Dans six pays africains (Nigeria, Cameroun, Côte d’Ivoire, Guinée Equatoriale, RD Congo et Soudan du Sud), Glencore, négociant multinational suisse, s’est livré à des pratiques de corruption qui ont fait perdre des milliards de FCFA aux finances publiques de ces Etats. Les documents du Département américain de la justice (DoJ) révèlent les procèdes criminels mis en œuvre auprès de fonctionnaires publics corrompus. Jugée et condamnée à Londres ainsi qu’aux Etats-Unis, Glencore reste impunie en Afrique…



Aux alentours du 25 septembre 2014, un fonctionnaire de la Nigeria Intermediary Company agissant sous le pseudonyme de ‘’Employé NIC1’’ transmet un mail à ‘’Stimler’’, un agent de liaison dévoué de Glencore. Dans le message, ‘’X’’, fonctionnaire haut placé dans le gouvernement nigérian, exige que les « clients » de la NNPC (Nigerian National Petroleum Corporation) s’acquittent d’une « avance » de 300 000 dollars (près de 175 millions de francs CFA) pour financer la campagne d’un politicien haut fonctionnaire en quête de réélection. En contrepartie, Glencore, client de longue date de la compagnie nationale, recevrait des cargaisons de pétrole brut.
 
Nigeria Intermediary Company, entité créée à Chypre, travaille en société-écran pour le compte des filiales de Glencore UK : elle leur revend les cargaisons de pétrole brut qu’elle achète auprès de la NNPC.
 
Au Nigeria, les activités de corruption développées par Glencore durant plusieurs années ont permis au géant suisse de réaliser des bénéfices évalués à 124 millions$ (environ 72,5 milliards FCFA). Plusieurs dizaines d’opérations effectuées sous le sceau de la corruption ont mis en scène des cadres intermédiaires et responsables de haut niveau de la multinationale suisse, des fonctionnaires corrompus travaillant dans des organismes publics, des sociétés croupions jouant les relais entre ces deux parties…
 
Dans un autre courriel en date du 17 novembre 2008 dont l’authenticité a été confirmée par la justice américaine, un négociant de Glencore identifié sous le pseudonyme de ‘’Y’’ demande aux filiales britanniques de la multinationale suisse le versement de 90 000 dollars (environ 52 millions de francs CFA) réclamés par des fonctionnaires de la PPMC, une filiale nigériane de la NNPC. Ces pots-de-vin visent à « sous-évaluer faussement une cargaison de mazout au profit de Glencore », renseignent des documents judiciaires obtenus par IMPACT.SN.
 
Traînée en justice à Londres, Glencore est condamnée en novembre 2022 à une amende de 280 millions £ (près de 211 milliards de francs CFA) pour ses pratiques corruptrices en Afrique. Auparavant, en mars 2022, c’est la justice américaine qui lui infligeait des pénalités d’un montant de 1,1 milliard de dollars pour « corruption et manipulation de marchés », en particulier sur le territoire américain et en Amérique du Sud. La sanction aurait été plus lourde si elle n’avait pas plaidé coupable.

But de l'exercice:
Reproduisez le passage de l'extrait sur Glencore qui s'ouvre sur les mots contenant « Nigeria Intermediary Company, entité » et se ferme sur « auprès de la NNPC. ». La liste qui suit n'a aucun lien avec l'extrait.

Données fournies:

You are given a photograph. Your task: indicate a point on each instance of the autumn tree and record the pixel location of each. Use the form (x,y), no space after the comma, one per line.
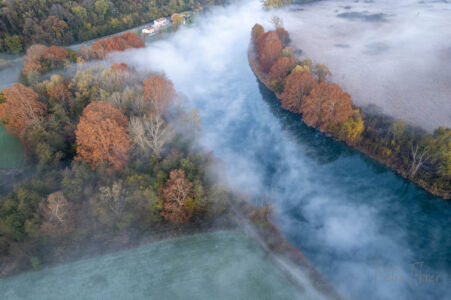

Résultat attendu:
Nigeria Intermediary Company, entité créée à Chypre, travaille en société-écran pour le compte des filiales de Glencore UK : elle leur revend les cargaisons de pétrole brut qu’elle achète auprès de la NNPC.